-- Data for this task follows --

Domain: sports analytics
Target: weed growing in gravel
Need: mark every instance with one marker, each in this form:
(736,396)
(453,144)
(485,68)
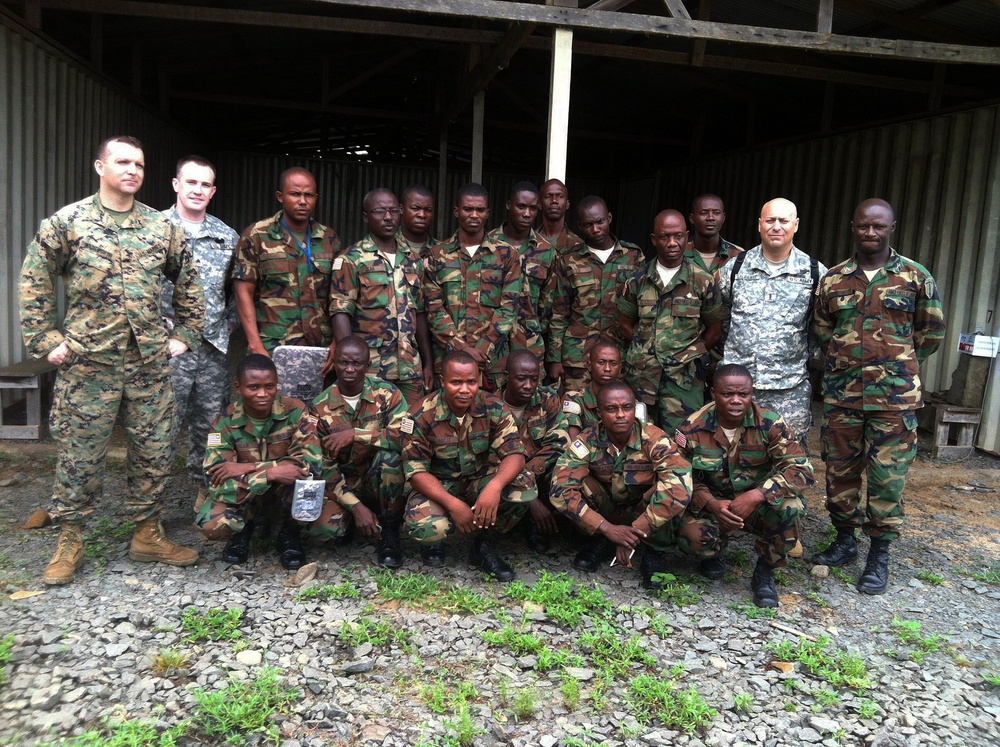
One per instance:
(243,708)
(215,624)
(839,668)
(652,697)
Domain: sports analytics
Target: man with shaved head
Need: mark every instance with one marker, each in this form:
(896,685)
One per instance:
(672,314)
(282,271)
(878,316)
(768,291)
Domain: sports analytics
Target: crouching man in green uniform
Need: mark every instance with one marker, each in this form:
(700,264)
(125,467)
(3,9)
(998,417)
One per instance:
(464,462)
(626,484)
(256,451)
(749,474)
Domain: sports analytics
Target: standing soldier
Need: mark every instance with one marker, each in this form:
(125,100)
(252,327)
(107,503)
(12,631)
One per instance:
(201,377)
(587,282)
(878,316)
(282,272)
(749,473)
(472,289)
(111,252)
(672,314)
(377,293)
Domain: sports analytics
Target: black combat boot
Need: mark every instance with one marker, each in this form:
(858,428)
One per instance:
(237,548)
(485,557)
(875,576)
(590,557)
(843,550)
(764,592)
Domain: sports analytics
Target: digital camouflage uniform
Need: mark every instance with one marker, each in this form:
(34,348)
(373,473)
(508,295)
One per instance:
(537,256)
(117,360)
(875,334)
(582,297)
(383,302)
(291,436)
(201,377)
(667,341)
(473,301)
(291,293)
(370,469)
(464,458)
(647,484)
(769,332)
(765,455)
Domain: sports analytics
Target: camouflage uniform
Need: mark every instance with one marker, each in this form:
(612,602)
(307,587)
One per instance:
(876,334)
(647,484)
(464,459)
(765,455)
(769,332)
(201,377)
(582,298)
(291,436)
(383,301)
(117,360)
(291,294)
(369,470)
(473,301)
(667,340)
(537,256)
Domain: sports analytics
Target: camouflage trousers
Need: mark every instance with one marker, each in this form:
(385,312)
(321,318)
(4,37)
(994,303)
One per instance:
(881,444)
(429,523)
(201,387)
(378,485)
(775,527)
(691,535)
(793,405)
(86,400)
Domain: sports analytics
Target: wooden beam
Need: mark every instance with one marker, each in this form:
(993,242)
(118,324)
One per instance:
(656,26)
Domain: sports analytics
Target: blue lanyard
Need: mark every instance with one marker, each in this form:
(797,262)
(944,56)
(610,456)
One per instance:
(308,245)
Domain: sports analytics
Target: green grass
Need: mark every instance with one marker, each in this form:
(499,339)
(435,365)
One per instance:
(215,624)
(241,709)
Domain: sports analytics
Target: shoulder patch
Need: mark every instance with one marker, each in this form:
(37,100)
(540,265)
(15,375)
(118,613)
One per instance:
(572,407)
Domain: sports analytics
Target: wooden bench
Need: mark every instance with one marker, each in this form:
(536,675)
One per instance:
(31,377)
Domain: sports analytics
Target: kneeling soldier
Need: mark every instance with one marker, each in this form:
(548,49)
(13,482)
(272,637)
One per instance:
(749,473)
(626,483)
(464,461)
(255,454)
(358,423)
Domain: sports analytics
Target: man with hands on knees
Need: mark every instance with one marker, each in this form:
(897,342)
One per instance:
(464,463)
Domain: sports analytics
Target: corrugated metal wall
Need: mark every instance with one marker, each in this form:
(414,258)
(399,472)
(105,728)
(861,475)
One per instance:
(54,114)
(942,176)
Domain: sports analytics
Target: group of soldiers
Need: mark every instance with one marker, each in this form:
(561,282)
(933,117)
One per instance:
(493,379)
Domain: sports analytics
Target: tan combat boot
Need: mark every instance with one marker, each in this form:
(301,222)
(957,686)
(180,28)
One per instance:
(68,557)
(150,545)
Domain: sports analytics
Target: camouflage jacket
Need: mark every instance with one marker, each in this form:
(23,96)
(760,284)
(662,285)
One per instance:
(383,302)
(727,251)
(582,298)
(212,250)
(876,334)
(472,301)
(543,431)
(112,280)
(766,456)
(537,256)
(375,422)
(434,442)
(769,327)
(291,437)
(669,323)
(648,470)
(292,294)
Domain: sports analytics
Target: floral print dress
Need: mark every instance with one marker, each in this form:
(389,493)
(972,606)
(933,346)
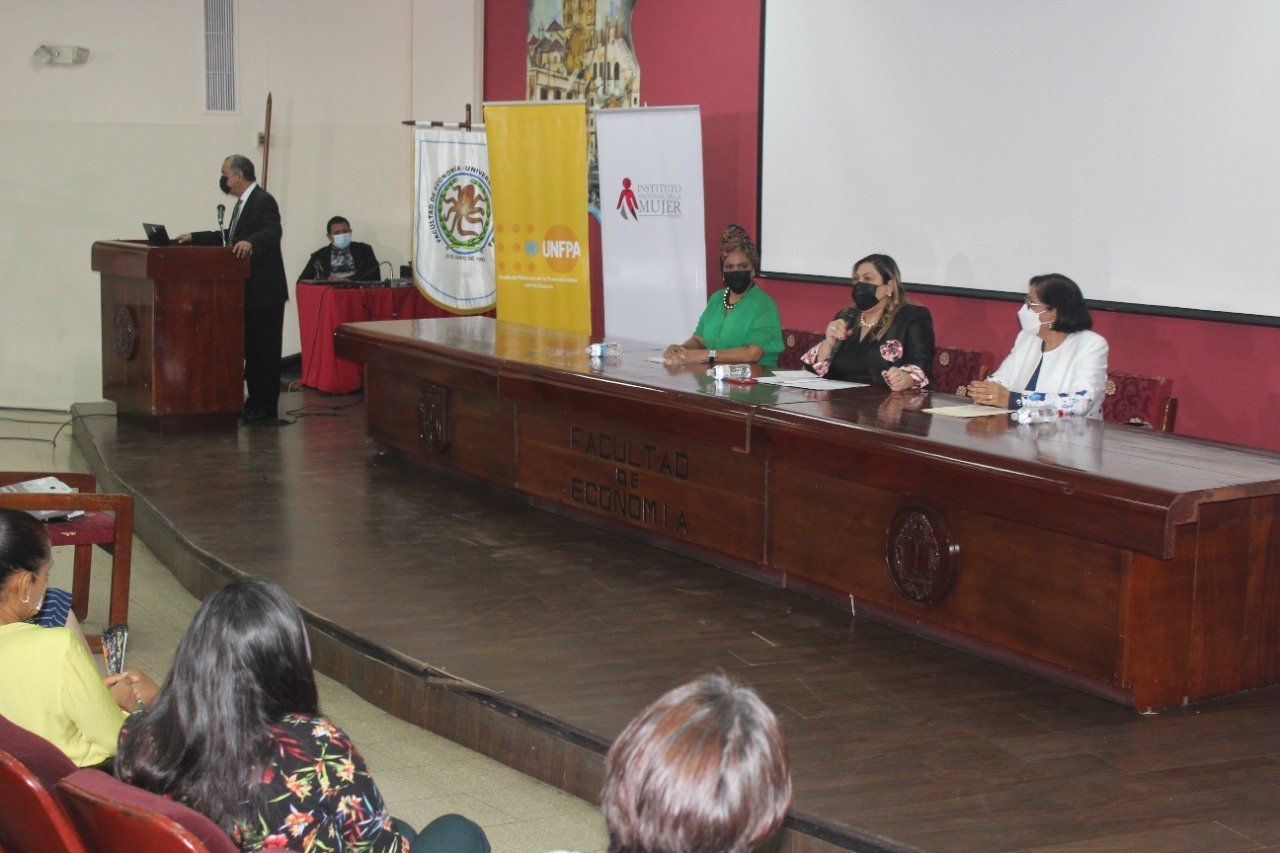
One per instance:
(318,796)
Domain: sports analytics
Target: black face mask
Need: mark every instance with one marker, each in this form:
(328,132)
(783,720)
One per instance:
(864,296)
(737,279)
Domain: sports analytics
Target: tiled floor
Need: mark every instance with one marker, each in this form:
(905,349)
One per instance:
(420,774)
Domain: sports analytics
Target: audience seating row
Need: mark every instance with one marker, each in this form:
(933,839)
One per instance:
(48,804)
(1130,397)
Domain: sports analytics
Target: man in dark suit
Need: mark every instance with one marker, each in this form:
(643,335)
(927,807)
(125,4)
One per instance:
(255,233)
(342,259)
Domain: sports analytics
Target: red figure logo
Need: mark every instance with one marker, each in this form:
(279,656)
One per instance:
(629,199)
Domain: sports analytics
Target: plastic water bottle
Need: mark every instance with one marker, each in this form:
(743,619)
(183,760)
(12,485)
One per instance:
(722,372)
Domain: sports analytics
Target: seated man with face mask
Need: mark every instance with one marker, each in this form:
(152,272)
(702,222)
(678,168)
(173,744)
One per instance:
(342,259)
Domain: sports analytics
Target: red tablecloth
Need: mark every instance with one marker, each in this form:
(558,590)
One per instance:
(323,308)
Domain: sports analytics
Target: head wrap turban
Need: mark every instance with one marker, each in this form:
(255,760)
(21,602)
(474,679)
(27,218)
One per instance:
(735,237)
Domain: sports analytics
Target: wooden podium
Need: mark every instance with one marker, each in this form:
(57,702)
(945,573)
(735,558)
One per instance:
(173,333)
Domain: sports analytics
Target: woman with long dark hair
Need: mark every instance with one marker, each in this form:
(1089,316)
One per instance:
(882,337)
(237,734)
(49,684)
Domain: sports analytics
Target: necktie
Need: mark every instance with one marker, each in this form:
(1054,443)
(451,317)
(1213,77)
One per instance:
(231,232)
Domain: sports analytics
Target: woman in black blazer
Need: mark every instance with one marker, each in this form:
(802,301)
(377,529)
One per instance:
(883,338)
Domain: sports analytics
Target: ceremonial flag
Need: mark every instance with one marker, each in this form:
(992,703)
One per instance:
(652,222)
(453,220)
(538,159)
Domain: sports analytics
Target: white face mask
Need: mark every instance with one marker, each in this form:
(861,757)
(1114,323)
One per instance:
(1029,319)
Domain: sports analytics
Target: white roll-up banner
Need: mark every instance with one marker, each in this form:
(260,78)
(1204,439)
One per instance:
(453,220)
(652,227)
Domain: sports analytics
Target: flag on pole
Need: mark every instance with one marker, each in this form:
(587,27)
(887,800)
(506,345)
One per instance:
(453,264)
(538,156)
(653,224)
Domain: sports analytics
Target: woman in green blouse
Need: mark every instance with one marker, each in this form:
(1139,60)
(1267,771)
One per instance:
(740,323)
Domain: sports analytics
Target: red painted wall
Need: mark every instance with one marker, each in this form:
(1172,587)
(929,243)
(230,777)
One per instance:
(708,53)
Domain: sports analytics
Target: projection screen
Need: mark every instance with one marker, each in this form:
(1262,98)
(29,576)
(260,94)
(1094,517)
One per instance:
(1132,145)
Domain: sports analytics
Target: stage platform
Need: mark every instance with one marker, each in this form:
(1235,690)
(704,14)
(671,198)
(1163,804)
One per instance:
(534,637)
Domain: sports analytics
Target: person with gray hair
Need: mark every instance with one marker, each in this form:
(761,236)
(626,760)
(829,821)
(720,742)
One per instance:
(702,769)
(255,232)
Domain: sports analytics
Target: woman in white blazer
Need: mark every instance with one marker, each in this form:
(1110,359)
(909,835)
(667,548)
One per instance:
(1055,352)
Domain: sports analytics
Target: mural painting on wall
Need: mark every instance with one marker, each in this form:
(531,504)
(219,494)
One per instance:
(581,50)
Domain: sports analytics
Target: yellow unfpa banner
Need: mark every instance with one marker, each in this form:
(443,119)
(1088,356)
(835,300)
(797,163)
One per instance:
(538,168)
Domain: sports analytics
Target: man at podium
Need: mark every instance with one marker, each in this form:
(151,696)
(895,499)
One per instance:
(255,233)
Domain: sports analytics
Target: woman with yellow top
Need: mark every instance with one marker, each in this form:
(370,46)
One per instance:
(49,684)
(741,322)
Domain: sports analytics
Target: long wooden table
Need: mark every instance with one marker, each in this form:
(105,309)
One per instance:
(1139,566)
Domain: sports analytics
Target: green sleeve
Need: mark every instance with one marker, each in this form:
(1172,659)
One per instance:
(700,329)
(87,702)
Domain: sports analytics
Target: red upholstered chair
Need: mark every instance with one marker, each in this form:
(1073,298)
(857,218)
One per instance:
(795,343)
(115,817)
(108,523)
(46,761)
(955,368)
(30,819)
(1139,401)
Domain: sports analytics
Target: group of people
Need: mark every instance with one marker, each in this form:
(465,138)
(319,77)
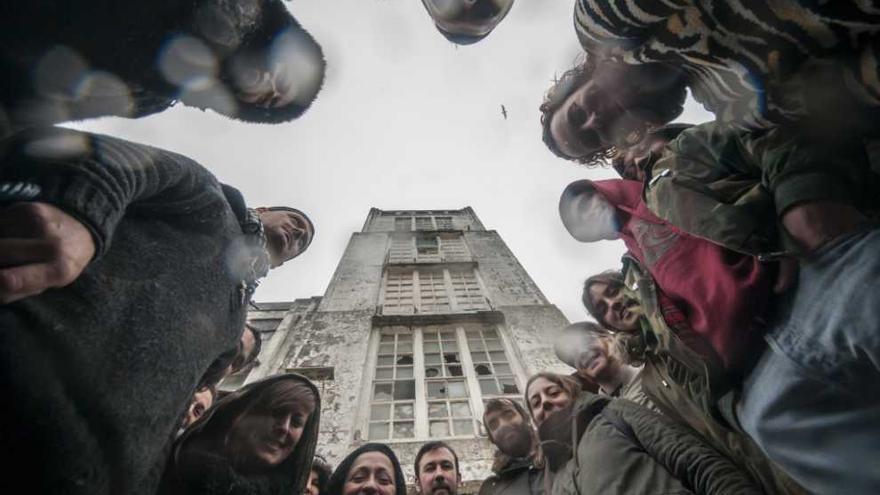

-- Data for this task concluded --

**Your objective:**
Read the entries above and find each line holding the word "boot". Copy it out.

**Exercise result:**
Target: black combat boot
Target: tan combat boot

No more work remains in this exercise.